How to complete this task. Every record below, from first to last: print it exactly as shown.

◇ ◇ ◇ ◇ ◇ ◇ ◇

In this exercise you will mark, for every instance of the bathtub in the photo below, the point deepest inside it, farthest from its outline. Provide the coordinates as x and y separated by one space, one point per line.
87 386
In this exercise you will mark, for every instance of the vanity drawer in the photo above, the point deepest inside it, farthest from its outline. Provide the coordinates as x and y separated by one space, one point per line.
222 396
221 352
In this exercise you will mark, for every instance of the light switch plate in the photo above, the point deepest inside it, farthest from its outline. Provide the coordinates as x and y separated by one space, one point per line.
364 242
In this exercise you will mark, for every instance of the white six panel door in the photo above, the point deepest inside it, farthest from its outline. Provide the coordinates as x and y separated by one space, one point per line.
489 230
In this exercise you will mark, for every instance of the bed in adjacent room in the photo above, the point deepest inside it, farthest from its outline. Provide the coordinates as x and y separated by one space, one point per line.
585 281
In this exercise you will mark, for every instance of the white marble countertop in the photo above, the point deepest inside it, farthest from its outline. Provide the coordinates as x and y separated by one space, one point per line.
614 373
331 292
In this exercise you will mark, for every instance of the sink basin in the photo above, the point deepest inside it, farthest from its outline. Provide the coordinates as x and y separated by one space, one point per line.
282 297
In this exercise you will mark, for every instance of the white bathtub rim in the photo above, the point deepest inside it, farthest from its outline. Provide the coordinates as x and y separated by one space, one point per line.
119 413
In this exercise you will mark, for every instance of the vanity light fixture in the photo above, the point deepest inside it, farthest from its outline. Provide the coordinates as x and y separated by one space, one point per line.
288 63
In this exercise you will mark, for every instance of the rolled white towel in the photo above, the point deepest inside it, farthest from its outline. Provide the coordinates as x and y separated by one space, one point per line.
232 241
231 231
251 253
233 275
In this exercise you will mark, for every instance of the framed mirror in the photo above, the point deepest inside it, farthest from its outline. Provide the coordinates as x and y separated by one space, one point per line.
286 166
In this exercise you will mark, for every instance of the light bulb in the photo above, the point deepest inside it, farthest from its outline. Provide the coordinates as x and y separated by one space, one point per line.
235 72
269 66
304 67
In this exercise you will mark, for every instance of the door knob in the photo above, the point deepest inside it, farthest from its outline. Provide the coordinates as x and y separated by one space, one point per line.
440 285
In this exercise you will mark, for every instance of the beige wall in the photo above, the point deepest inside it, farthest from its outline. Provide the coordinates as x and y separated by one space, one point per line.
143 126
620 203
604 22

◇ ◇ ◇ ◇ ◇ ◇ ◇

Solution to this problem.
In this exercise you will mark, for every instance of the bathtub in the photo below, the point deepest inside it, farthest from its outline. Provide the coordinates as x and y separated by one space, one point per line.
87 386
In this exercise you will mark, for every instance of the vanity drawer in the photo above, the point deepest inside it, farthest from its outline. Provide the coordinates as x and y separated by one space, one point per line.
222 396
221 352
In this exercise you will mark, for every instance of the light switch plate in the photo above, the point deepest inside it, farthest from its outline. Provide the coordinates as x and y separated by one space, one point per line.
364 242
In this exercise you will mark, for every instance of the white six panel door in the photo above, the point deepest inside it, farthest from its outline. Provide the coordinates as x and y separated by one space, one point per line.
489 230
In this exercise you will mark, for every instance of the bed in adjacent room in the photo above, the point deepest inside it, farthest from its outline. Provide the coordinates as x and y separated by one space, one point per line.
585 281
In this exercise you will mark, for every instance of the white marble countertop in the photo above, the point deepest inside it, farthest from its outline. Provide the coordinates as x and y separated by one space, one point per line.
614 373
331 292
In this exercise you will mark, for every instance of the sink basin in the photo above, the point deepest inside it, farthest from its outline. Provide the coordinates as x and y separated by one space, one point per line.
282 297
In this exercise you will mark, for every instance of the white bathtub rim in the photo above, the point deepest inside it, farthest from its outline. Provide the coordinates as x and y separated by one space, one point per line.
119 413
In this exercise you will mark, for every instance of the vanity light fixture in the photo above, the point deepest inside it, farthest from its outline. Provide the coordinates as x and y separated by one space, one point per line.
288 63
In this exercise you will mark, for every instance of the rolled white towel in the photo above, the point deepest inside it, farthest from its outline. Provide the coordinates as x and y separated by one space, one point per line.
232 241
231 231
251 253
233 275
In this exercise you will mark, for every instance of the framed mirror in the photo above, the point deepest inside it, farthest from its outline. Provide the coordinates as x and y separated by one space, one point per line.
286 166
In this exercise you will mark, for every instance of the light bulb in the photo above, the point deepest inside it, farthest from its outline. Provide the coordinates as x and y separated by one space, one point per line.
235 72
269 66
304 67
In this exercise you will mark, for every instance of the door knob in the photo above, the point deepest inside it, farthest from its outline. Provide the coordinates as x and y separated by one space, one point per line.
440 285
In this exercise you will mark, for every instance of the beige wall in the photo above, the point deepest inside it, farthest from its outline. Provide the coordinates as x and y separated by one space, one point per line.
143 126
620 203
604 22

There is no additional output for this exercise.